TASK A -> Gather every line of the records that contains the string "instance".

GIVEN TEXT ->
Snapshot mem_begin before entering the loop.  For the mean value to
be solid, you need at least 20-30 samples, which might mean upping the
default for kfree_loops.  Have an "unsigned long long" to accumulate the
sum, which should avoid any possibility of overflow for current systems
and for all systems for kfree_loops less than PAGE_SIZE.  At which point,
forget the "%" stuff and just sum up the si_mem_available() on each pass
through the loop.

Do the division on exit from the loop, preferably checking for divide
by zero.

Straightforward, fast, reasonably reliable, and easy to defend.

							Thanx, Paul
Joel Fernandes Jan. 15, 2020, 10:45 p.m. UTC | #6
On Wed, Jan 15, 2020 at 02:42:51PM -0800, Paul E. McKenney wrote:
> > [snip]
> > > > We can certainly refine it further but at this time I am thinking of spending
> > > > my time reviewing Lai's patches and learning some other RCU things I need to
> > > > catch up on. If you hate this patch too much, we can also defer this patch
> > > > review for a bit and I can carry it in my tree for now as it is only a patch
> > > > to test code. But honestly, in its current form I am sort of happy with it.

TASK B -> In the thread excerpt, why does the suggestion call for an "unsigned long long" to accumulate the sum? Answer in one to three sentences.

DATA SECTION ->
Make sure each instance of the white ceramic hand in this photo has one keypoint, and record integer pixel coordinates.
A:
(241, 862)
==
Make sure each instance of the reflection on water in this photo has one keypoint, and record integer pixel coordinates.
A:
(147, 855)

EXERCISE RESULT A ->
Make sure each instance of the white ceramic hand in this photo has one keypoint, and record integer pixel coordinates.
Make sure each instance of the reflection on water in this photo has one keypoint, and record integer pixel coordinates.

EXERCISE RESULT B -> An "unsigned long long" accumulator should avoid any possibility of overflow on current systems. It should also avoid overflow on all systems as long as kfree_loops is less than PAGE_SIZE.